Enseada e aterro da Maxaquene - trabalhos em 1919/20, recuo da barreira, companhia das Águas (11/16)

Em artigos anteriores tentei indicar com a ajuda de mapas a evolução da barreira durante os trabalhos do aterro da enseada da Maxaquene em Lourenço Marques (LM) iniciados em 1915. De forma a obter-se material para preencher a enseada, tinha dito que para além da remoção das elevações junto ao paiol se tinha escavado a barreira (ver artigo aqui citando parte das fontes)
Algumas fotos que permitem fazer boa idea do que se passou, mesmo que depois não se possa quantificá-lo com precisão. Três já conhecíamos e outra é nova no HoM e vem do site da Universidade do Arizona onde está na colecção Shantz do botânico norte americano que visitou LM em Outubro de 1919 e cujas fotos foram já usadas pelo sensacional site Delagoabayworld num artigo sobre o tema.

FOTO 1
Vista do Hotel Cardoso para poente abrangendo o aterro da enseada
e a barreira da Maxaquene à direita, em obras em Outubro de 1919
Na FOTO 1 vê-se os trabalhos do aterro que se tinham iniciado em 1915, estando a ser utilisados como se viu neste neste artigos anteriores, para além de trabalho braçal, equipamento e material ferroviário, caso de locomotivas, vagões e respectivas linhas para transportar a terra retirada da barreira para as depressões do antigo leito do estuário. Noto também que este equipamento só podia ter sido desembarcado no porto ao centro-sul da Baixa, pelo que estas linhas férreas tinham de se interligar com a linha para a praia da Polana que vinda da estação no porto passava junto à barreira anterior desde 1911 (falámos disso aqui).
Usarei a FOTO 1 para comparar com o estado anterior da barreira que se mostra na FOTO 2 de Wexelsen. Aí temos a enseada e a barreira (quase) original da Maxaquene no período entre 1901 e 1915, em vista para oeste e mais ou menos da mesma posição que a FOTO 1.


FOTO 2
Rosa, amarelo, azul claro e verde: as quatro secções da estrada marginal da enseada 
Rectângulos branco, cinza e laranja claro: três edifícios junto essa estrada, 
também vistos de oeste para nordeste
Castanho claro: ravina (abertura) na barreira, entre os edifícios 
dos rectângulos cinzento e branco
Traços brancos: donde tinham sito retiradas pequenas elevações
 junto à enseada antes do início dos trabalhos do aterro em 1915
Verde claro: barreira baixa ou pequenas elevações 
que se mantinham por trás das já retiradas
Losango preto: paiol sobre as pequenas elevações que se mantinham
Oval castanha escura: posição do Hotel Cardoso na crista da barreira
O edifício marcado a laranja na FOTO 2 é o bem conhecido dos Paços do Concelho. No entanto este artigo focar-se-á no edifício rodeado a branco que era um conjunto de três construções. Eles estava numa posição central na enseada, aí a barreira tinha estado relativamente próxima da praia e foi onde a sua modificação foi maior. 
Dois desses edifícios na FOTO 2 podem ser localizados na FOTO 1 e os três aparecem também na FOTO 3 mostrada em baixo (do ARPAC, primeiro mostrada aquie que é seis meses ulterior à FOTO 1. Nesta os vagões estavam na base da barreira que tinha sido escavada, não sei se a escavação continuava ou se se estava na sua fase de alisamento da barreira porque o ângulo da FOTO 3 não o permite ver. Mas para o que se passava na base temos a possibilidade de comparar o que existia antes do início e o estado a poucos meses do término dos trabalhos.

_Tarefas a fazer:_
1 - Copie do texto sobre o aterro da Maxaquene o trecho entre "Em artigos anteriores" e "parte das fontes)", inclusive.
2 - Resuma em duas frases o texto sobre o aterro da Maxaquene.
As linhas não têm nenhum papel aqui.

_Excertos das linhas:_
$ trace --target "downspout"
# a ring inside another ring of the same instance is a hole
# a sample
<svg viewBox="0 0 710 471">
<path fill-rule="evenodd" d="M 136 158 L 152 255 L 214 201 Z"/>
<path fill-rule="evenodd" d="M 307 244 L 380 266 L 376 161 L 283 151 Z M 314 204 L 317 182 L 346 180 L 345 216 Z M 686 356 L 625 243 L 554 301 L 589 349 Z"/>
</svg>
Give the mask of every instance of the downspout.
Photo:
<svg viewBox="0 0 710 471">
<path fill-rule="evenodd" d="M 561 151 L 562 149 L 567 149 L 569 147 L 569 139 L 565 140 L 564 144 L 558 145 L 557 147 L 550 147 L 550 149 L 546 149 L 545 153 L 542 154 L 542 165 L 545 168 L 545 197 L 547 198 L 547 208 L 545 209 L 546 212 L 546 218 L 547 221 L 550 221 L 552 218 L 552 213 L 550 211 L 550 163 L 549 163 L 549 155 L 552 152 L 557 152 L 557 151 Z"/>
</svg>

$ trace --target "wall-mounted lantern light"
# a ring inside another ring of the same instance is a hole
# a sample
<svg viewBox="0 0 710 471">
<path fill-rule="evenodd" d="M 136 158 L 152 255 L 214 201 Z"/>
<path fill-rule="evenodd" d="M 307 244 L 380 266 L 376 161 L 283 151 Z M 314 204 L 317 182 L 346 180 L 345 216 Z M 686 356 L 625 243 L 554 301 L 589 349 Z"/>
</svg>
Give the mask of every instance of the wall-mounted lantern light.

_Respostas dos exercícios:_
1 -
Em artigos anteriores tentei indicar com a ajuda de mapas a evolução da barreira durante os trabalhos do aterro da enseada da Maxaquene em Lourenço Marques (LM) iniciados em 1915. De forma a obter-se material para preencher a enseada, tinha dito que para além da remoção das elevações junto ao paiol se tinha escavado a barreira (ver artigo aqui citando parte das fontes)

2 - O aterro da enseada da Maxaquene, em Lourenço Marques, começou em 1915, e para a encher retiraram-se as elevações junto ao paiol e escavou-se a barreira, levando a terra em vagões puxados por locomotivas. Com fotos de antes e durante as obras, uma delas de outubro de 1919, o texto compara o estado da barreira, sobretudo junto a um conjunto de três edifícios no centro da enseada, onde a mudança foi maior.